==== Material provided ====
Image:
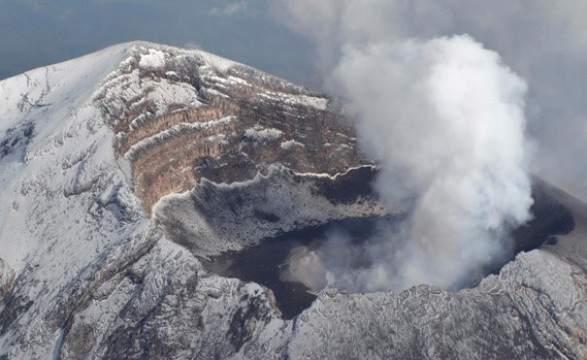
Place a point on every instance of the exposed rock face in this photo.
(90, 146)
(194, 115)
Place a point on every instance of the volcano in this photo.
(151, 195)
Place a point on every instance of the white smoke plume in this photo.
(445, 118)
(543, 41)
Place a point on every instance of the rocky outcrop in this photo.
(88, 273)
(237, 120)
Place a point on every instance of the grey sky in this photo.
(37, 32)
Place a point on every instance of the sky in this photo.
(469, 99)
(39, 32)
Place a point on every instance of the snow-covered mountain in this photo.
(126, 172)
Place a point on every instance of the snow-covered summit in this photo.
(89, 146)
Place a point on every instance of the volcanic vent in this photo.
(225, 157)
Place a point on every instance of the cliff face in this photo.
(180, 116)
(123, 171)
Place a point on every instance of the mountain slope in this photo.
(124, 172)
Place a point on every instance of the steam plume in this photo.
(445, 117)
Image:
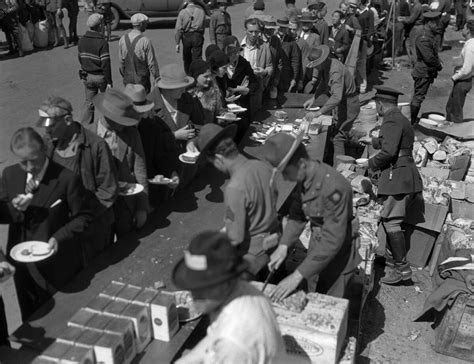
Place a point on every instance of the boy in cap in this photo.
(243, 325)
(94, 58)
(189, 30)
(323, 197)
(399, 183)
(137, 56)
(427, 63)
(250, 217)
(220, 25)
(462, 78)
(336, 80)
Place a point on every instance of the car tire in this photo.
(116, 18)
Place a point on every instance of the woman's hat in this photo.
(117, 106)
(218, 59)
(211, 134)
(317, 55)
(198, 67)
(209, 260)
(173, 77)
(138, 95)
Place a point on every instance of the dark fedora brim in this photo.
(185, 278)
(228, 131)
(321, 59)
(119, 119)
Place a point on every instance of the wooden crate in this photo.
(454, 336)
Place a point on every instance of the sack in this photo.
(31, 30)
(40, 39)
(25, 40)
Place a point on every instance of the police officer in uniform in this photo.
(427, 63)
(250, 217)
(323, 197)
(399, 183)
(220, 24)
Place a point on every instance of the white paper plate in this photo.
(428, 122)
(185, 161)
(132, 189)
(23, 252)
(436, 117)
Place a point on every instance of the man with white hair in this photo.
(137, 55)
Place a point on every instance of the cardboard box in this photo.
(81, 318)
(78, 355)
(70, 335)
(113, 289)
(108, 348)
(99, 303)
(56, 350)
(140, 317)
(145, 297)
(124, 328)
(164, 317)
(427, 215)
(128, 293)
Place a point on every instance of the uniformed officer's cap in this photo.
(430, 15)
(387, 93)
(138, 19)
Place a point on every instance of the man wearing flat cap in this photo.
(250, 216)
(243, 325)
(323, 197)
(335, 79)
(427, 63)
(399, 183)
(138, 64)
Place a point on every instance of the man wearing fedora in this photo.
(290, 68)
(117, 126)
(399, 185)
(94, 58)
(189, 30)
(250, 216)
(323, 197)
(243, 325)
(159, 145)
(220, 25)
(87, 155)
(335, 79)
(137, 60)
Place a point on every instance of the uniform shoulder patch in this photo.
(229, 214)
(335, 197)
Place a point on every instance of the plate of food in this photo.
(159, 179)
(185, 305)
(236, 108)
(31, 251)
(189, 157)
(129, 189)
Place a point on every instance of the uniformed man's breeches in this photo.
(421, 89)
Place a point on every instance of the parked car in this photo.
(124, 9)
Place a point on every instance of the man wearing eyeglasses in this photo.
(86, 154)
(250, 216)
(42, 201)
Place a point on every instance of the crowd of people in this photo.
(68, 187)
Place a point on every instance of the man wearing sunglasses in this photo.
(250, 216)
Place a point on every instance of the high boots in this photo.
(401, 270)
(414, 110)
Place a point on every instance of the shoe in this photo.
(399, 273)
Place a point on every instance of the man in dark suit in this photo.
(45, 202)
(399, 183)
(339, 39)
====
If a record holds a picture, leave the picture out and copy the rest exactly.

Image:
Place a point on every instance of the exposed rock face in this photo.
(90, 146)
(194, 115)
Place a point on every instance of the volcano in this photo.
(151, 195)
Place a point on every instance of the white smoke plume in this photo.
(445, 118)
(543, 41)
Place a point on every instance of the rocky outcrop in this photo.
(88, 273)
(237, 120)
Place a point on every instance of the grey sky in this photo.
(37, 32)
Place a point on every instance of the sky in this photo.
(469, 99)
(39, 32)
Place a point on every instance of the snow-covered mountain in this photo.
(126, 172)
Place a point on every instance of the snow-covered summit in this photo.
(89, 146)
Place a point on every instance of the volcanic vent in this photo.
(225, 157)
Place a point on every instance of the cliff face in this photo.
(180, 116)
(123, 171)
Place a point on every instance of the mountain slope in this photo.
(124, 172)
Place a point on every instance of the steam plume in this photo.
(445, 117)
Image:
Place a point on every instance of the boy in cap in this photo.
(243, 325)
(94, 58)
(189, 30)
(323, 197)
(399, 183)
(137, 56)
(427, 63)
(250, 217)
(220, 25)
(462, 78)
(336, 80)
Place a point on every instance of the car tire in this photo.
(116, 18)
Place a point on every instance of the woman's hat in this photo.
(117, 106)
(218, 59)
(211, 134)
(317, 55)
(198, 67)
(209, 260)
(173, 77)
(138, 95)
Place a point on every instance of the dark fedora brim in this photo.
(185, 278)
(228, 131)
(321, 59)
(119, 119)
Place a point on every instance of the wooden crate in this photo.
(454, 336)
Place a point on every instance of the sack in this photo.
(31, 30)
(40, 39)
(25, 40)
Place a point on every instance of the police officer in uniform in this photo.
(427, 63)
(250, 217)
(323, 197)
(399, 183)
(220, 24)
Place a point on every instance of the white paper plate in this photo.
(428, 122)
(185, 161)
(132, 189)
(23, 252)
(436, 117)
Place a point on every instance of the man with white hair in this photo.
(137, 55)
Place a point on every instance of the cardboard box in this photo.
(81, 318)
(78, 355)
(70, 335)
(113, 289)
(108, 348)
(99, 303)
(56, 350)
(140, 317)
(145, 297)
(124, 328)
(164, 317)
(427, 215)
(128, 293)
Place a point on every instance of the uniformed officer's cap in this photo.
(430, 15)
(387, 93)
(138, 19)
Place a point on every instance of the man wearing flat cap in this photo.
(250, 216)
(243, 325)
(323, 197)
(335, 79)
(427, 63)
(399, 183)
(138, 64)
Place a point on every instance of the man wearing fedora in this photo.
(290, 68)
(117, 126)
(399, 185)
(94, 58)
(189, 30)
(250, 216)
(323, 197)
(243, 325)
(159, 145)
(220, 25)
(87, 155)
(335, 79)
(137, 60)
Place a point on every instance of the uniform shoulder patch in this photo.
(229, 214)
(335, 197)
Place a point on every instance of the plate of food in this photo.
(159, 179)
(185, 305)
(236, 108)
(31, 251)
(189, 157)
(129, 189)
Place a point on every instance of the uniformed man's breeches in this photo.
(421, 89)
Place a point on every instance of the parked car in this photo.
(124, 9)
Place a point on every instance of the man wearing eyeglasses in this photo.
(86, 154)
(250, 216)
(42, 201)
Place a point on every instance of the crowd of people in this photo.
(68, 187)
Place a point on every instance of the man wearing sunglasses in this photo.
(250, 216)
Place a point on every instance of the high boots in this photo.
(401, 270)
(414, 110)
Place a point on every instance of the shoe in this photo.
(399, 273)
Place a point on every instance of the man in dark suit in this photo.
(45, 202)
(399, 183)
(339, 39)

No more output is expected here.